>> Begin THE RECORDS

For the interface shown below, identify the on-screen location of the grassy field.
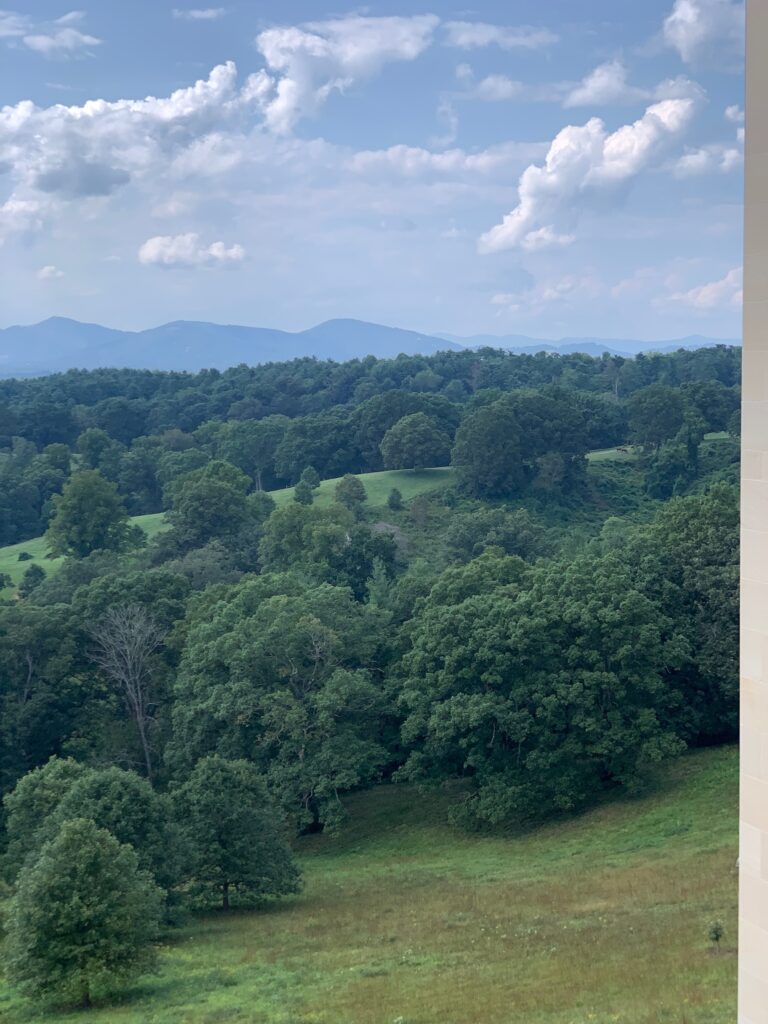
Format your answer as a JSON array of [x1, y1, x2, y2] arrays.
[[0, 469, 454, 597], [271, 468, 454, 506], [0, 749, 737, 1024], [0, 512, 165, 597]]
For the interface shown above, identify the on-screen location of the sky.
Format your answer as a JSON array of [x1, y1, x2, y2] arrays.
[[0, 0, 744, 341]]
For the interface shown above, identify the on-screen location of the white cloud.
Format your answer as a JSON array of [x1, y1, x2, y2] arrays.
[[0, 63, 268, 200], [472, 75, 527, 102], [173, 7, 226, 22], [478, 99, 695, 253], [138, 231, 246, 267], [0, 10, 101, 57], [663, 0, 744, 71], [37, 263, 63, 281], [0, 10, 30, 39], [674, 143, 744, 178], [670, 266, 743, 312], [24, 28, 101, 56], [256, 14, 439, 134], [563, 60, 649, 108], [443, 22, 559, 50], [347, 142, 542, 178], [490, 271, 605, 315]]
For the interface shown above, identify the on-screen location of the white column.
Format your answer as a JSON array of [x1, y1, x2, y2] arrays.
[[738, 0, 768, 1024]]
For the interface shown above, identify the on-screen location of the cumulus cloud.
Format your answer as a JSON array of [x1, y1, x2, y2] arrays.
[[37, 263, 65, 281], [173, 7, 226, 22], [674, 143, 744, 178], [0, 62, 260, 206], [670, 266, 743, 312], [443, 22, 559, 50], [0, 10, 101, 57], [478, 98, 695, 253], [663, 0, 744, 71], [347, 142, 543, 178], [0, 196, 45, 246], [138, 231, 246, 268], [563, 60, 647, 106], [0, 10, 30, 39], [256, 14, 439, 134]]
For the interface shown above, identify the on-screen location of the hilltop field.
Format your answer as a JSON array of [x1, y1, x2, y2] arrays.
[[0, 468, 454, 597], [0, 748, 738, 1024]]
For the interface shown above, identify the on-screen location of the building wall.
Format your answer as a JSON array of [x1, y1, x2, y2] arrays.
[[738, 0, 768, 1024]]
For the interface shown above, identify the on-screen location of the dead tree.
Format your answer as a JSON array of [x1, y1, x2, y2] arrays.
[[90, 604, 165, 780]]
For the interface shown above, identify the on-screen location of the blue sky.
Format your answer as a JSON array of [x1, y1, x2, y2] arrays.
[[0, 0, 743, 340]]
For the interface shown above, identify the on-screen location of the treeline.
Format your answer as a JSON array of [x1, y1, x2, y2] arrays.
[[0, 346, 739, 545]]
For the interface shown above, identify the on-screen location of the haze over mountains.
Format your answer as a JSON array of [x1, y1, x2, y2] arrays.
[[0, 316, 740, 377]]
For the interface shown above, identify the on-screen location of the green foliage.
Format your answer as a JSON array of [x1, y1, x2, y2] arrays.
[[45, 469, 138, 558], [628, 383, 685, 447], [49, 768, 188, 889], [335, 473, 368, 516], [3, 757, 88, 879], [168, 461, 249, 549], [6, 818, 162, 1007], [259, 504, 395, 600], [293, 480, 314, 506], [452, 391, 589, 498], [18, 563, 46, 597], [401, 556, 688, 823], [387, 487, 402, 512], [173, 756, 300, 909], [381, 413, 451, 469], [172, 575, 386, 828], [299, 466, 321, 490]]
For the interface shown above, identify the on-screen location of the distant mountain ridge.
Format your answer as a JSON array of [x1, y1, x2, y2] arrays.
[[0, 316, 740, 377]]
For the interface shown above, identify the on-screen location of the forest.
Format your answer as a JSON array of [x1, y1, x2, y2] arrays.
[[0, 346, 740, 1019]]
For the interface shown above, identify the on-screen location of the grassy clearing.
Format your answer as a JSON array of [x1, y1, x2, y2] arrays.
[[271, 467, 455, 508], [587, 445, 642, 462], [0, 749, 737, 1024], [0, 469, 454, 597], [0, 512, 166, 598]]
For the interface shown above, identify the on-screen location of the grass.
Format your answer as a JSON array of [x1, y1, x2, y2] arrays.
[[0, 512, 165, 597], [0, 468, 454, 598], [0, 749, 737, 1024], [271, 467, 455, 507]]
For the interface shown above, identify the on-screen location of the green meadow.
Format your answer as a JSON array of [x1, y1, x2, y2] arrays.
[[0, 469, 454, 597], [0, 749, 737, 1024]]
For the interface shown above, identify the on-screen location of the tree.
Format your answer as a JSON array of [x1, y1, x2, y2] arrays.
[[334, 473, 368, 517], [168, 461, 250, 548], [49, 767, 186, 890], [3, 757, 88, 880], [293, 480, 314, 505], [6, 818, 163, 1007], [401, 555, 689, 824], [91, 604, 165, 779], [387, 487, 402, 512], [174, 757, 300, 910], [174, 573, 387, 829], [45, 469, 136, 558], [300, 466, 321, 490], [628, 384, 684, 447], [18, 563, 46, 597], [381, 413, 451, 469]]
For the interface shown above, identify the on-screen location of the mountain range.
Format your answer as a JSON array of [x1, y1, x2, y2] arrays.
[[0, 316, 740, 377]]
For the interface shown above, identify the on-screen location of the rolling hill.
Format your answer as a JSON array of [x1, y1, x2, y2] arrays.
[[0, 316, 739, 377]]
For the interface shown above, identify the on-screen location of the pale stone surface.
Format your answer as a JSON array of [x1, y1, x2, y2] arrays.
[[738, 0, 768, 1024]]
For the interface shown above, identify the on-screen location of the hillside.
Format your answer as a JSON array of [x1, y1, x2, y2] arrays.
[[0, 748, 738, 1024], [0, 468, 454, 596]]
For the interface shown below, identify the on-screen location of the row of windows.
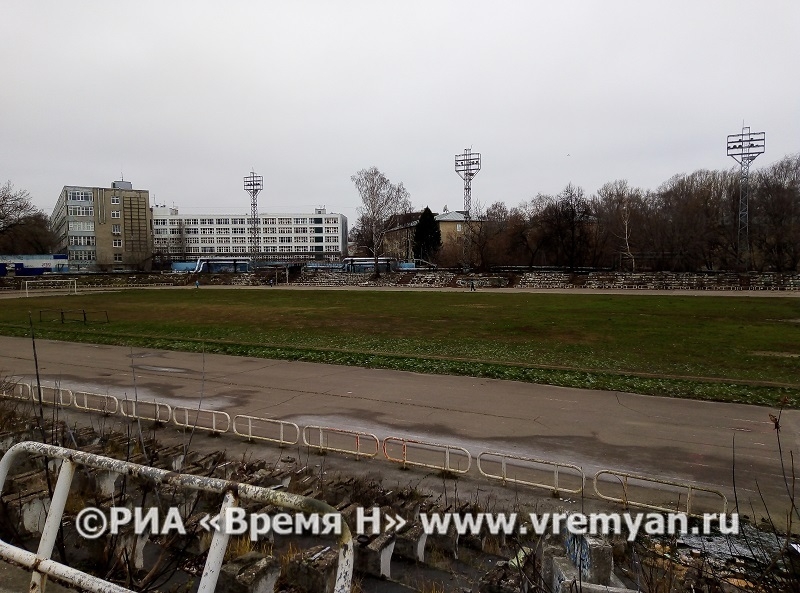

>> End THE RECORDS

__EXERCISE DIRECTIONS__.
Repeat every one of the rows above word for word, leaving out the pictures.

__WRITTEN RESPONSE__.
For the interface shown below, identify the on-screen location of the grassy field.
Format your answer as a JSON array of [x1, y1, x2, y2] arrays.
[[0, 469, 454, 597], [271, 468, 454, 506], [0, 749, 737, 1024], [0, 512, 165, 597]]
For the interface shown above, identify the on-screen location of the sky.
Format your answer as a JSON array of [x1, y1, x2, y2] arrays.
[[0, 0, 744, 341]]
For the interface shown above, identify the on-screen location of the white cloud.
Format your answer as a JSON array of [x1, y1, x2, y2] arrays.
[[0, 63, 268, 200], [472, 75, 527, 102], [173, 7, 226, 22], [478, 99, 695, 253], [138, 231, 246, 267], [0, 10, 101, 57], [663, 0, 744, 71], [37, 263, 63, 281], [0, 10, 30, 39], [674, 143, 744, 178], [670, 266, 743, 312], [24, 28, 101, 56], [256, 14, 439, 134], [563, 60, 649, 108], [443, 22, 559, 50], [347, 142, 542, 178], [490, 271, 605, 315]]
For the interface shown above, identify the on-screen location of the white column.
Format your answer as a JSON array of [x1, y1, x2, y2] arrays.
[[738, 0, 768, 1024]]
For the interface shown above, identify the on-screen location of the cumulus cloud.
Format your answer as a JSON array of [x1, y1, x2, y2] arrays.
[[37, 263, 65, 281], [173, 7, 226, 22], [674, 143, 744, 178], [0, 62, 260, 206], [670, 266, 743, 312], [443, 22, 559, 50], [0, 10, 101, 57], [478, 98, 695, 253], [663, 0, 744, 71], [347, 142, 543, 178], [0, 196, 45, 246], [138, 231, 246, 268], [563, 60, 647, 106], [0, 10, 30, 39], [256, 14, 439, 134]]
For the interface shown above, identify the on-screen location of the hilltop field.
Format your answer as a JSON array of [x1, y1, x2, y2] arrays.
[[0, 468, 454, 597], [0, 748, 738, 1024]]
For the interface shown above, identify the on-screen location of the building wall.
Format your answer as a JSON array of [x1, y1, x2, y2] arrays.
[[738, 0, 768, 1024]]
For the interface shown above, identify the on-screen location of the dead tree.
Format your answer as a JSON array of [x1, y1, x2, y2] arrays.
[[90, 604, 165, 780]]
For the interface shown above, identify the on-screen location of the blue sky.
Format your answer as a JSON array of [x1, y1, x2, y2] arrays.
[[0, 0, 743, 340]]
For the interface shown above, identify the on-screen location of the treeline.
Format your answer as a JSON array of [x1, y1, x2, y2] arrays.
[[0, 346, 739, 545]]
For the interface shown above, identify the on-screen location of the haze over mountains.
Format your answer as a JSON array of [x1, y1, x2, y2] arrays.
[[0, 316, 740, 377]]
For the interface shown above, identify the on-screen location of the green foliage.
Format your answer as a JSON array of [x1, y1, x2, y2] arrays.
[[45, 469, 138, 558], [628, 383, 685, 447], [49, 768, 188, 889], [335, 473, 368, 516], [3, 757, 88, 879], [168, 461, 249, 549], [6, 818, 162, 1007], [259, 504, 395, 600], [293, 480, 314, 506], [452, 391, 589, 498], [18, 563, 46, 597], [401, 556, 688, 823], [387, 487, 402, 512], [173, 756, 300, 909], [381, 413, 451, 469], [172, 575, 386, 828], [299, 466, 321, 490]]
For the interface shown above, identify the on-screen location of the distant mountain ridge.
Format your answer as a JSON array of [x1, y1, x2, y2] arrays.
[[0, 316, 740, 377]]
For the interface shown above, identify the on-screen location of the forest.
Format your answer as a JSON array of [x1, y1, x2, y2] arrays.
[[0, 346, 740, 1019]]
For the interface shown above, identify the on-screen location of the grassy clearing.
Format your answer as a JSON array of [x1, y1, x2, y2] arrays.
[[271, 467, 455, 508], [587, 445, 642, 462], [0, 749, 737, 1024], [0, 469, 454, 597], [0, 512, 166, 598]]
For the interface shown above, identify the on-screen location of the grass.
Format your answer as a JSON array of [x1, y1, x2, y2] arrays.
[[0, 512, 165, 597], [0, 468, 454, 598], [0, 749, 737, 1024], [271, 467, 455, 507]]
For the interface shown above, identify the on-screen location of the green meadow.
Format your answer as a JSON array of [x1, y1, x2, y2] arrays.
[[0, 469, 454, 597], [0, 749, 737, 1024]]
For the interface shown above, identify the on-screen location of the tree.
Format your answer as a JSON array of [x1, y1, x2, y2] arrays.
[[334, 473, 368, 517], [168, 461, 250, 548], [49, 767, 186, 890], [3, 757, 88, 880], [293, 480, 314, 505], [6, 818, 163, 1007], [401, 555, 689, 824], [91, 604, 165, 779], [387, 487, 402, 512], [174, 757, 300, 910], [174, 573, 387, 829], [45, 469, 136, 558], [300, 466, 321, 490], [628, 384, 684, 447], [18, 563, 46, 597], [381, 413, 451, 469]]
For the interface shown above, identify the on-screen location of the mountain range.
Format your answer as a JSON array of [x1, y1, x2, y2] arrays.
[[0, 316, 740, 377]]
For the interface shown above, identify the on-screen location of the rolling hill.
Format your answer as a JSON array of [x1, y1, x2, y2] arrays.
[[0, 316, 739, 377]]
For the interface shown above, identify the on-screen location of the pale stone surface.
Format your answer as a JSON array of [x1, y1, x2, y2] arrays.
[[738, 0, 768, 1024]]
For the interface shown above, identify the on-screen location of the hillside.
Format your answer as a JSON array of [x1, y1, x2, y2] arrays.
[[0, 748, 738, 1024], [0, 468, 454, 596]]
For the interface shown below, identify the on-screen location of the row of windows.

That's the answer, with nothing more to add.